------ Source data ------

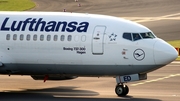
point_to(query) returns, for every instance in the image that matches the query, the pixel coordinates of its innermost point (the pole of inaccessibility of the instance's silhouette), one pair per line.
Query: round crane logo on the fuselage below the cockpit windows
(139, 54)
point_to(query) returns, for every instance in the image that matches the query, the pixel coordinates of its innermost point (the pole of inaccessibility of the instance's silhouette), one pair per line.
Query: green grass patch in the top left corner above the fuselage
(16, 5)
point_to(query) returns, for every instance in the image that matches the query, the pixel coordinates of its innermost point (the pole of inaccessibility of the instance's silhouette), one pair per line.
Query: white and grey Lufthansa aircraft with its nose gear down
(61, 46)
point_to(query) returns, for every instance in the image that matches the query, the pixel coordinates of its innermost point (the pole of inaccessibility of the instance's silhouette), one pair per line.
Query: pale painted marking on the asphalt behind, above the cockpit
(147, 19)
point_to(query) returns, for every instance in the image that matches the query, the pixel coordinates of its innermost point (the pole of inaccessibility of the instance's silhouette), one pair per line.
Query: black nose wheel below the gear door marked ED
(121, 90)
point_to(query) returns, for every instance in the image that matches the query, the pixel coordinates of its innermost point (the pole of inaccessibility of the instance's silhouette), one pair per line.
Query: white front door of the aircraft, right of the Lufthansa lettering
(97, 40)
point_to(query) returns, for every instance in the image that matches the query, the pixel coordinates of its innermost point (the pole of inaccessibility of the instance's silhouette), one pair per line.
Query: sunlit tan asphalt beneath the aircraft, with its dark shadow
(161, 85)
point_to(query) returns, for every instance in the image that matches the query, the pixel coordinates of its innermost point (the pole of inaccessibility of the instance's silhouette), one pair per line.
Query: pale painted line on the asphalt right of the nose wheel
(154, 80)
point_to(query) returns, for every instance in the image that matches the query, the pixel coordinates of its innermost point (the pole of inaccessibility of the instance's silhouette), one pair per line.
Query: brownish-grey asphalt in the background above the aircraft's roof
(161, 16)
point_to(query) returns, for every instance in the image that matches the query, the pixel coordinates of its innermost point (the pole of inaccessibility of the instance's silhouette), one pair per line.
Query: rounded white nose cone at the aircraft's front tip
(164, 53)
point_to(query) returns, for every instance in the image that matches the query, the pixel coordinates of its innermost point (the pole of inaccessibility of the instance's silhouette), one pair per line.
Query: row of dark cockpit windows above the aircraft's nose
(138, 36)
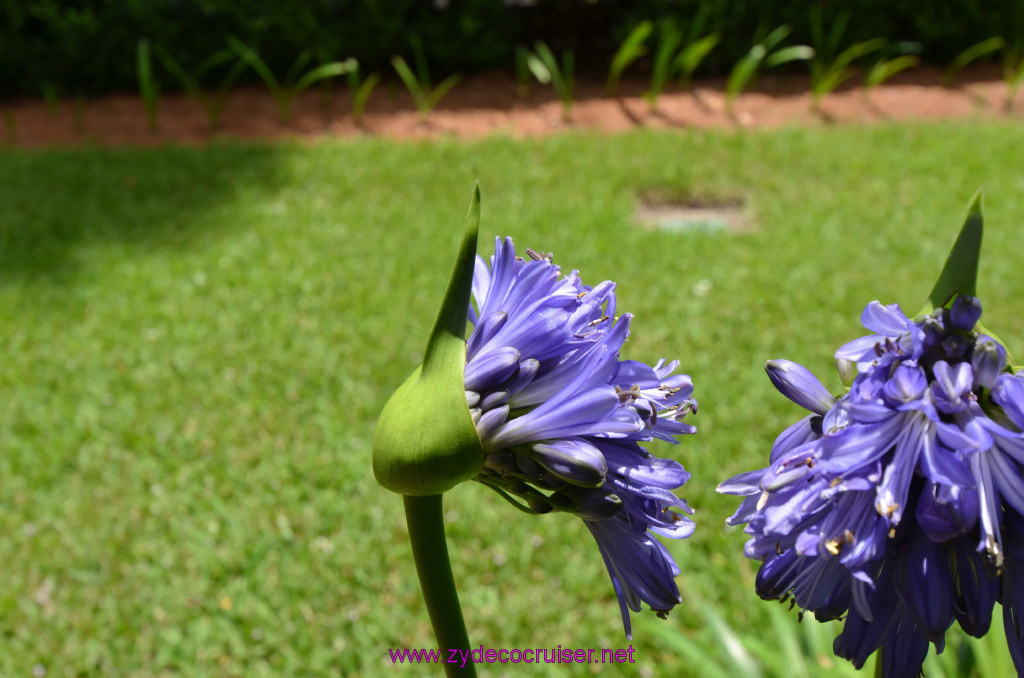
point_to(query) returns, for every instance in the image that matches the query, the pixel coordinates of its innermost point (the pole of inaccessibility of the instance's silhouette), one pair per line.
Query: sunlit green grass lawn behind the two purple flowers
(199, 342)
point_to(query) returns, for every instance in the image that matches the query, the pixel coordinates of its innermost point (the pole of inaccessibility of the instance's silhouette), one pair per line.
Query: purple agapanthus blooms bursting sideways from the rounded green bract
(562, 417)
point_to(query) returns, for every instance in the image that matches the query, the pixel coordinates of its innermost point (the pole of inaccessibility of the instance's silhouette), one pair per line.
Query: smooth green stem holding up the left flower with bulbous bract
(426, 532)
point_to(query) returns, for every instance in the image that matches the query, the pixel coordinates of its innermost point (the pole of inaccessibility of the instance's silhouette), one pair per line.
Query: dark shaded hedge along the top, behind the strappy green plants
(86, 48)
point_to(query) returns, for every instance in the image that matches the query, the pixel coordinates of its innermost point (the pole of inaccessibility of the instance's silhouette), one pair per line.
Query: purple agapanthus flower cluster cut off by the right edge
(899, 506)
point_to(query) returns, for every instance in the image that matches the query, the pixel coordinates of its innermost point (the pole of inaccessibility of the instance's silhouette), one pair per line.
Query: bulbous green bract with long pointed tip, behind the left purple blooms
(426, 442)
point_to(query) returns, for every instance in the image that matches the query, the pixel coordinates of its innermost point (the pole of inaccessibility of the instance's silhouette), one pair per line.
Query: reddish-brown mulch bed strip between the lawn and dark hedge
(489, 105)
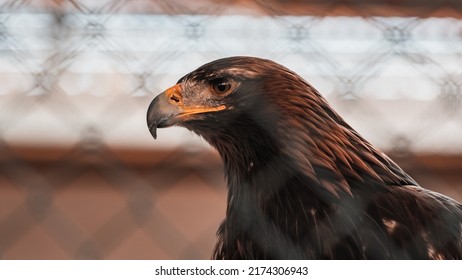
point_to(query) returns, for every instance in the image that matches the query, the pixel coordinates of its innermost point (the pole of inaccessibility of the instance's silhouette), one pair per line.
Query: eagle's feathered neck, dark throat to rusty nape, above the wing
(285, 178)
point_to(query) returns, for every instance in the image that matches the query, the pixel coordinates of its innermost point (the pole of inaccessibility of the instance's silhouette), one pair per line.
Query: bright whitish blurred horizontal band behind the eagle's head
(94, 64)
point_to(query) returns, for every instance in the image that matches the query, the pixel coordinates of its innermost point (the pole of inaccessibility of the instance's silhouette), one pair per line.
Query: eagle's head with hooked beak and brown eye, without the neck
(222, 95)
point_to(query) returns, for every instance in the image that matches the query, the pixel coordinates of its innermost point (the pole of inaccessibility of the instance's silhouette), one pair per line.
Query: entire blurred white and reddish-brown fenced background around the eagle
(82, 178)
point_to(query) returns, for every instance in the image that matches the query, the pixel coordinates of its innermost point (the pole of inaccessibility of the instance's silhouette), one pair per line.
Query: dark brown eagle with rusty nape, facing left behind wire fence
(302, 183)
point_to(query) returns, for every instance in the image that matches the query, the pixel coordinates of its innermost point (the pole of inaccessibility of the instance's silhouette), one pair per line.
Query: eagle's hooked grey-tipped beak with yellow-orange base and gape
(167, 109)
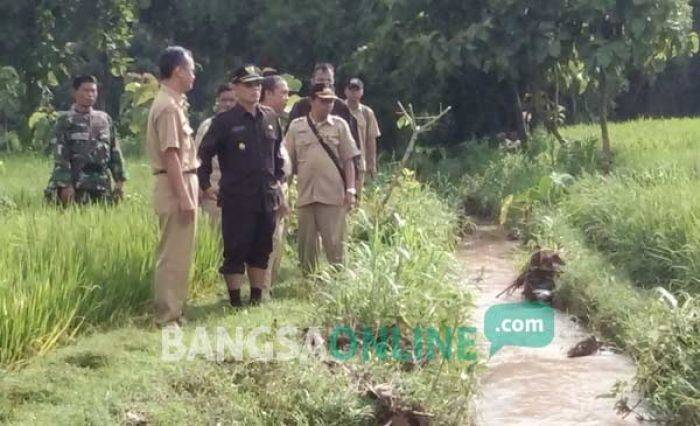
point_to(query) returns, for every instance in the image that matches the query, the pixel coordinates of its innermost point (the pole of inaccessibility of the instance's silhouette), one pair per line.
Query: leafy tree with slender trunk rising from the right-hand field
(614, 38)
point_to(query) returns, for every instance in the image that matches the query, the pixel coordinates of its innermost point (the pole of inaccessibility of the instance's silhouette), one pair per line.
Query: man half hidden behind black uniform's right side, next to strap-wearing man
(275, 94)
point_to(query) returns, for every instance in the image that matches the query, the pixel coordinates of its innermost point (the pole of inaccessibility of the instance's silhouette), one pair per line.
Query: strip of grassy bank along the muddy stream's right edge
(661, 336)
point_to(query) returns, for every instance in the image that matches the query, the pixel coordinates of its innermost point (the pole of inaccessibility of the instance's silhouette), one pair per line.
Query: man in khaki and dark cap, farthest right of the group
(367, 128)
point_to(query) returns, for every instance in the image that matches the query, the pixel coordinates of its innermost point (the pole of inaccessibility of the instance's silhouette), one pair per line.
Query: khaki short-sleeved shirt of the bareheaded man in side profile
(169, 127)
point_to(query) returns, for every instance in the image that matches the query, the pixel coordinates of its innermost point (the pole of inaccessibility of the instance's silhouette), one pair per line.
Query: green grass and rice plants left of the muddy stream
(78, 346)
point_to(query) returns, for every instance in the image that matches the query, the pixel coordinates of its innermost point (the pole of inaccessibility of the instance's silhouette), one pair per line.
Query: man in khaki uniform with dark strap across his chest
(326, 177)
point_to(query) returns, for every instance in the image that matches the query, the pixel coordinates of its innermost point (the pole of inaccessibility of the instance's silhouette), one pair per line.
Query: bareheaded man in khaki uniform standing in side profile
(173, 157)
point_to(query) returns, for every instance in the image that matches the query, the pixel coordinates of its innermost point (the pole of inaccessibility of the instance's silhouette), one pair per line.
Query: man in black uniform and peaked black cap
(246, 139)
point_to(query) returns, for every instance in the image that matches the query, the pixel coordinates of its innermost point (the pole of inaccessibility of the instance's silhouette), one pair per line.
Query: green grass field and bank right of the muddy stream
(623, 236)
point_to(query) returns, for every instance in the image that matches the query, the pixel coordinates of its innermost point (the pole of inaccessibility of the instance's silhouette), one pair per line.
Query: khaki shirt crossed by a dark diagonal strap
(318, 178)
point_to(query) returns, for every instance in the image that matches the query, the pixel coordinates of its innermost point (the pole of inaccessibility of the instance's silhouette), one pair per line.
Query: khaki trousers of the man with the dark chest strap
(327, 221)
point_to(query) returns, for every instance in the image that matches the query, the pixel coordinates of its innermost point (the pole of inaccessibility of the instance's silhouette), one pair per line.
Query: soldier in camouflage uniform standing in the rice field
(85, 151)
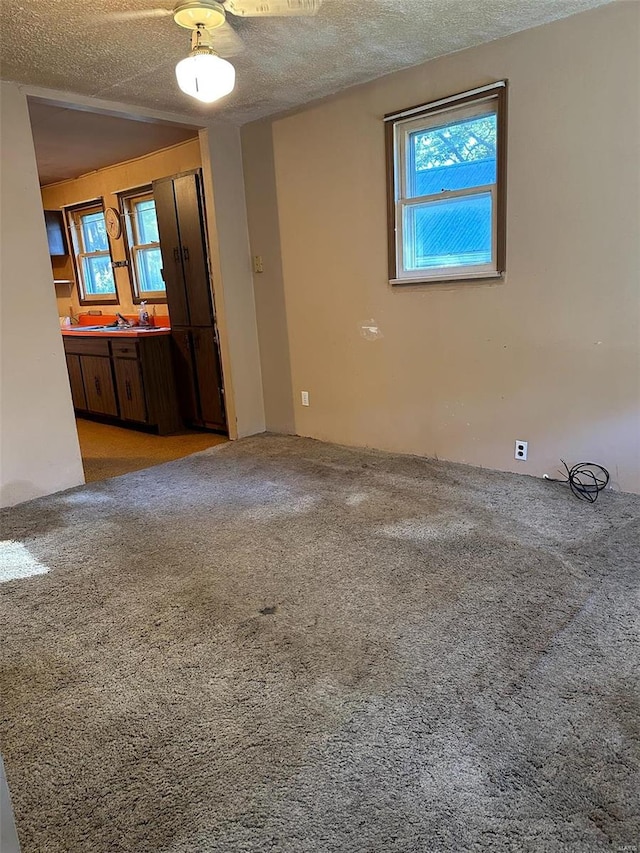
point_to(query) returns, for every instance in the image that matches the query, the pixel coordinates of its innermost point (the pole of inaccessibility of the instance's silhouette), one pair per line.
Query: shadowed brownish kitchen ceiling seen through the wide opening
(70, 143)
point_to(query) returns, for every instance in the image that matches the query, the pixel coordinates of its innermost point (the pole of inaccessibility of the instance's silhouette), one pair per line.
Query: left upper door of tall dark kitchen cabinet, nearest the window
(171, 250)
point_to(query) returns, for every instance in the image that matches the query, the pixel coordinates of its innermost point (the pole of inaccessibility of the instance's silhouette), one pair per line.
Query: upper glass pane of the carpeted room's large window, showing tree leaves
(454, 156)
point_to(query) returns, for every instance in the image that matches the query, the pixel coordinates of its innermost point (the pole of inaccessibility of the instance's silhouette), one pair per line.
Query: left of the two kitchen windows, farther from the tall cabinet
(91, 252)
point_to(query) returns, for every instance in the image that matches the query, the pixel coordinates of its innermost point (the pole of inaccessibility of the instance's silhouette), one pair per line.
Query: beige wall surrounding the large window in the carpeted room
(552, 354)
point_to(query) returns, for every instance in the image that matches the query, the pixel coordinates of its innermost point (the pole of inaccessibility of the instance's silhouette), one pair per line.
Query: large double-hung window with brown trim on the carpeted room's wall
(446, 188)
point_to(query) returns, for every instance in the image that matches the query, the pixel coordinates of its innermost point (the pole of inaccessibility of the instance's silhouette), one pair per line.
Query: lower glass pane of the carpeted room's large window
(448, 233)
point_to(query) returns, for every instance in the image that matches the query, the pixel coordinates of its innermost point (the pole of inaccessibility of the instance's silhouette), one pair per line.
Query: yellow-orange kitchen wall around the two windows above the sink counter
(105, 183)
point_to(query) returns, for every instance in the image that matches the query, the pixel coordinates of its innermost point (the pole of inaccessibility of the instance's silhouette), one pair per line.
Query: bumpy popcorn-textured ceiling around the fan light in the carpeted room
(76, 46)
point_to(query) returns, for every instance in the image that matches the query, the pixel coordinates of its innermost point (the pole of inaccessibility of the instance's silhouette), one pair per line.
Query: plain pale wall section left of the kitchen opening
(39, 450)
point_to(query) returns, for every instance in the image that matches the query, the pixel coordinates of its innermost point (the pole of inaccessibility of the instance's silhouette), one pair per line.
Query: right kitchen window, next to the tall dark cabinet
(143, 245)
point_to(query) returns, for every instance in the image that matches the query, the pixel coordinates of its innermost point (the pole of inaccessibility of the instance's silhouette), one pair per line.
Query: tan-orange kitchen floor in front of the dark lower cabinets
(110, 451)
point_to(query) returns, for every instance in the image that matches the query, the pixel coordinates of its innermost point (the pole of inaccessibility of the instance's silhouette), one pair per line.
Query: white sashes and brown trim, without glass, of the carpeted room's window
(400, 127)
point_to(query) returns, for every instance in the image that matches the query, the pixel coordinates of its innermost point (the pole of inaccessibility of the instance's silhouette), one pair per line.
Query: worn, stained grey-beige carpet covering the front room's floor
(282, 645)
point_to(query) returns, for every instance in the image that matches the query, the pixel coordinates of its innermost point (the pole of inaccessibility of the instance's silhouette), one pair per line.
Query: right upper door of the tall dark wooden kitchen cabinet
(194, 250)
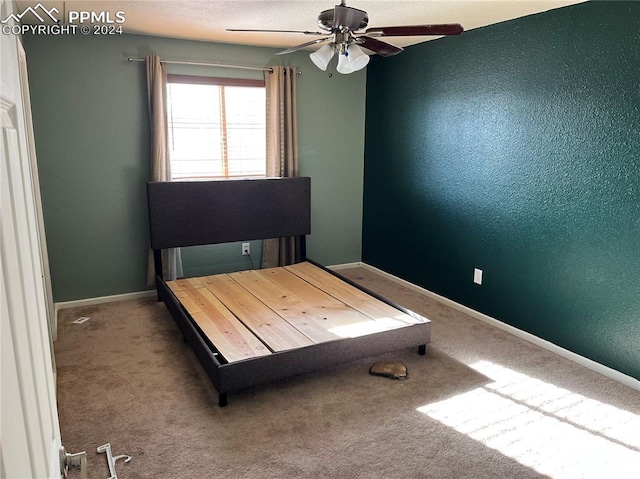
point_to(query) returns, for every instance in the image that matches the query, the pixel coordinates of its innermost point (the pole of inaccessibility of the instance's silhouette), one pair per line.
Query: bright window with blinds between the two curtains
(216, 127)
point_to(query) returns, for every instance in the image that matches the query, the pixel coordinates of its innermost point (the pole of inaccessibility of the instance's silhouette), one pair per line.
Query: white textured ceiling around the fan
(207, 19)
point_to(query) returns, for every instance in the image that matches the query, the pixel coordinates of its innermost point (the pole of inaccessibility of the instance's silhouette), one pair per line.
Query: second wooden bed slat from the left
(276, 333)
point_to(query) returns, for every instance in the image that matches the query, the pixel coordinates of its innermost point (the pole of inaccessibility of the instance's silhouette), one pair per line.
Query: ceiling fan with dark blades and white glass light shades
(341, 25)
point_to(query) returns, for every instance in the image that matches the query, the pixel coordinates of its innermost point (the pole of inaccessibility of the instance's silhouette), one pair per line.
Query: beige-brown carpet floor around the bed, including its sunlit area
(480, 404)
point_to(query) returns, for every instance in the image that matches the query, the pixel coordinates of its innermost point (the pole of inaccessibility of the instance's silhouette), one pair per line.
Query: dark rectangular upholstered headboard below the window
(189, 213)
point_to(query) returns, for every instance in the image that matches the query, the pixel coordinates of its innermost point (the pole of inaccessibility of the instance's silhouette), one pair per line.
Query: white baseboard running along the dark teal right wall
(565, 353)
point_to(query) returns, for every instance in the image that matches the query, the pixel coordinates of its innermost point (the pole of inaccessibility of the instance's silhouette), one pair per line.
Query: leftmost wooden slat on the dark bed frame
(231, 338)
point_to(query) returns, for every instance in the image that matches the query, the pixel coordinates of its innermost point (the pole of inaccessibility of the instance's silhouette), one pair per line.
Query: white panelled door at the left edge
(30, 434)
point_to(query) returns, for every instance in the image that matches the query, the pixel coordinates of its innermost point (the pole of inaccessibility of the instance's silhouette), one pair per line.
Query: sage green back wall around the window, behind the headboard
(92, 136)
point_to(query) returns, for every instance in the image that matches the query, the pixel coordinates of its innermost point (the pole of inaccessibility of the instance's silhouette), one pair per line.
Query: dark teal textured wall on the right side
(515, 148)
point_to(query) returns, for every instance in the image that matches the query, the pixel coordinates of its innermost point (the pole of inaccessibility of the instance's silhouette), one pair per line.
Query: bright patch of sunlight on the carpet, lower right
(549, 429)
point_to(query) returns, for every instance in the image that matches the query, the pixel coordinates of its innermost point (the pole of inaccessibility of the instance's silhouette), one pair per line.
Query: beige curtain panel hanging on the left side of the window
(160, 165)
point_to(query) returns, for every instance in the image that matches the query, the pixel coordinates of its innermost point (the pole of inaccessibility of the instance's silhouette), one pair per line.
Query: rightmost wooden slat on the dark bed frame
(357, 299)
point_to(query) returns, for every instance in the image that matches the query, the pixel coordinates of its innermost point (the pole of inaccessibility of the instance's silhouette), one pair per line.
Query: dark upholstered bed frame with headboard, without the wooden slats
(212, 212)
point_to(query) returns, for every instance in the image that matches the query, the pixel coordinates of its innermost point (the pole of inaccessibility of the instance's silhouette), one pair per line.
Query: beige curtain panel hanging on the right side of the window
(282, 152)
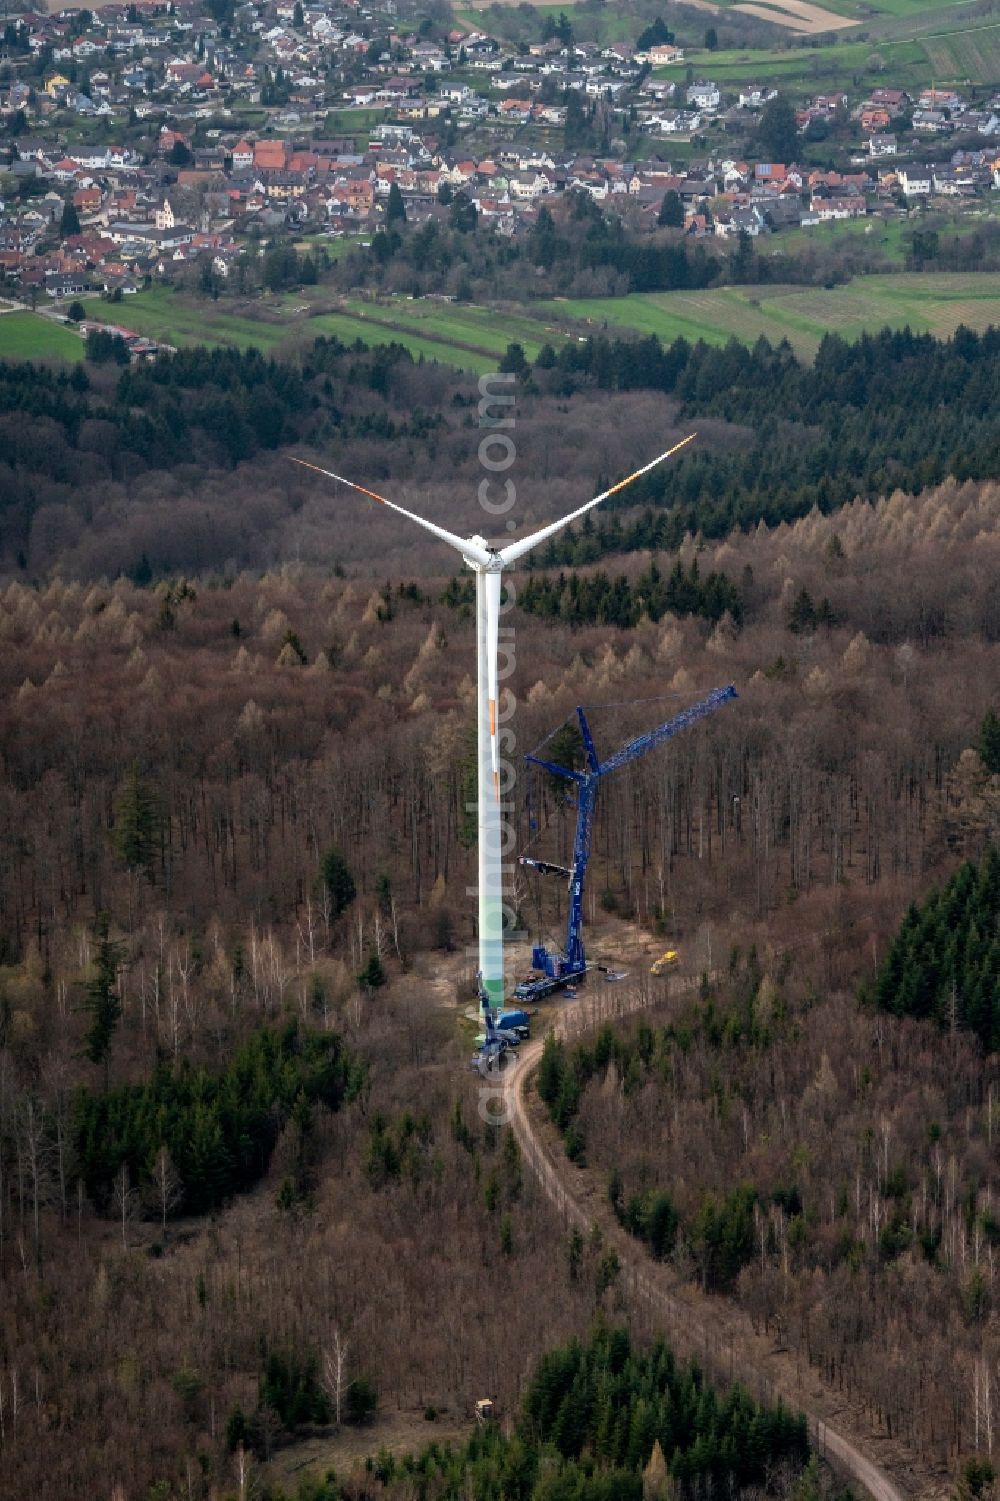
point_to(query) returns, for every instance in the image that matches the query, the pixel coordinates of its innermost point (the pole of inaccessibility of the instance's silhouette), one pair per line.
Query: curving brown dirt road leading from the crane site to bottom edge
(711, 1329)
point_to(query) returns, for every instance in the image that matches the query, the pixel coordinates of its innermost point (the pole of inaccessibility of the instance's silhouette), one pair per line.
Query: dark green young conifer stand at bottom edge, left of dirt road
(598, 1421)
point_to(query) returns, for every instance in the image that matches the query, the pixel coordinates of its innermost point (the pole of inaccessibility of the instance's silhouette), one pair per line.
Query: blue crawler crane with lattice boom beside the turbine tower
(559, 970)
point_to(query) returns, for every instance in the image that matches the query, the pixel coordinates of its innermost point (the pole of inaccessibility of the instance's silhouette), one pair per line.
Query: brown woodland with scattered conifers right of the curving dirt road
(849, 1209)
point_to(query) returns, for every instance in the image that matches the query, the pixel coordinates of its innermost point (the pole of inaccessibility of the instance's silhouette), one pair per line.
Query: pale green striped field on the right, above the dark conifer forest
(801, 314)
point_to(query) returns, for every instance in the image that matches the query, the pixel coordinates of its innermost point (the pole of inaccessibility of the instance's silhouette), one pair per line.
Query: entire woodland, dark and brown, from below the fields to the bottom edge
(245, 1191)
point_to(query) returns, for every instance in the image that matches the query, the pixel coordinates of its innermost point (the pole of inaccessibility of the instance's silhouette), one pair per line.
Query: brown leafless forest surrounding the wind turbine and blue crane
(252, 789)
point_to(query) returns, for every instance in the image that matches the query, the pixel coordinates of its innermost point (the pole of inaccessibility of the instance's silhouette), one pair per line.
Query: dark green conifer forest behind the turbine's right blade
(894, 411)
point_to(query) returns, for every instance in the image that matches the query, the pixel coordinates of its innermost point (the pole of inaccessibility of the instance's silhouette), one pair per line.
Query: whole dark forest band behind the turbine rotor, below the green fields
(133, 471)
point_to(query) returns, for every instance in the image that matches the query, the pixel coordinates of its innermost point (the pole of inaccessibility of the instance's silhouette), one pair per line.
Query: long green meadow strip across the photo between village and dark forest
(475, 338)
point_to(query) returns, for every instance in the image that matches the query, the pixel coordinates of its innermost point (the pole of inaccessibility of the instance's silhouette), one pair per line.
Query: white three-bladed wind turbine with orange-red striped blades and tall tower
(489, 564)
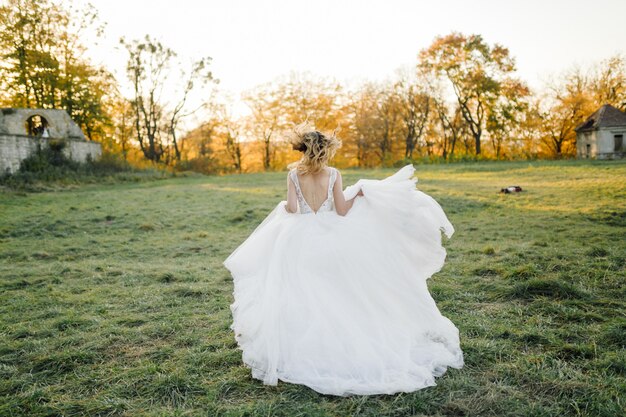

------

§ Task brief
Print only the lines running from the line that contains "Query: white three-bladed" to the final line of the listing, both included. Omit every picture.

§ Response to this task
Query: white three-bladed wind turbine with orange-red striped blades and tall tower
(489, 564)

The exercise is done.